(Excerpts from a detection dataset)
----
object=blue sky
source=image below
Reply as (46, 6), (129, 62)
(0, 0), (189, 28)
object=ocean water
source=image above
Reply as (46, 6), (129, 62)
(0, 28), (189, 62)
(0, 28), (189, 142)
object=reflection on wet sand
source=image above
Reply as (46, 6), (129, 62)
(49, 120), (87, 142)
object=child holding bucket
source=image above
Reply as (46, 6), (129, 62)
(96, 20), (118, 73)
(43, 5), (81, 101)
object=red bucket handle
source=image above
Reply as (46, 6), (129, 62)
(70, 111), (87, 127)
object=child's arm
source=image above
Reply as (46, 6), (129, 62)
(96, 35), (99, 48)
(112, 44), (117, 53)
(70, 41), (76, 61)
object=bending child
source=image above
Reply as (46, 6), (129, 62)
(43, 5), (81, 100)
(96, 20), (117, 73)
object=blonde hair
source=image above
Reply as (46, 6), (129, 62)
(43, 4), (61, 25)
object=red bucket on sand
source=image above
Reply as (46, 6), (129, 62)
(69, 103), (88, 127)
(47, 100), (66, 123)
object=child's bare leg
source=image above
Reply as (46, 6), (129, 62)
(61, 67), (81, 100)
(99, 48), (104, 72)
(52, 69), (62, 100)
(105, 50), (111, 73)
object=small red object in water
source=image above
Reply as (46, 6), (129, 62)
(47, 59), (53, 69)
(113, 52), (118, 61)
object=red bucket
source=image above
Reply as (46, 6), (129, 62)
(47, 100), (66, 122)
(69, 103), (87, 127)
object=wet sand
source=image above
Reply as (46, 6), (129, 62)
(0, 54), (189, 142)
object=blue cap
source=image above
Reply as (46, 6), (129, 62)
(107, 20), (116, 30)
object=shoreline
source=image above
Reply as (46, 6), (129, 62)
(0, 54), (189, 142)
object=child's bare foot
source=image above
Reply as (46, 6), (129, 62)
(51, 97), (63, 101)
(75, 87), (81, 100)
----
▶ **What to do**
Rescale the lines that begin at the line containing "object=blue cap" and continue through the end of the rows, giving all of them again with the requests included. Multiply every coordinate in the answers by 0.7 and round to whole numbers, with halves rounded up, while leaving the requests and their format samples unchanged.

▶ **Full response**
object=blue cap
source=image above
Reply as (46, 6), (129, 62)
(75, 14), (81, 21)
object=shoreline
source=image above
Reply as (46, 6), (129, 62)
(0, 38), (132, 99)
object=child's bare foot
source=image above
Reply as (46, 6), (129, 62)
(36, 68), (44, 71)
(53, 61), (57, 70)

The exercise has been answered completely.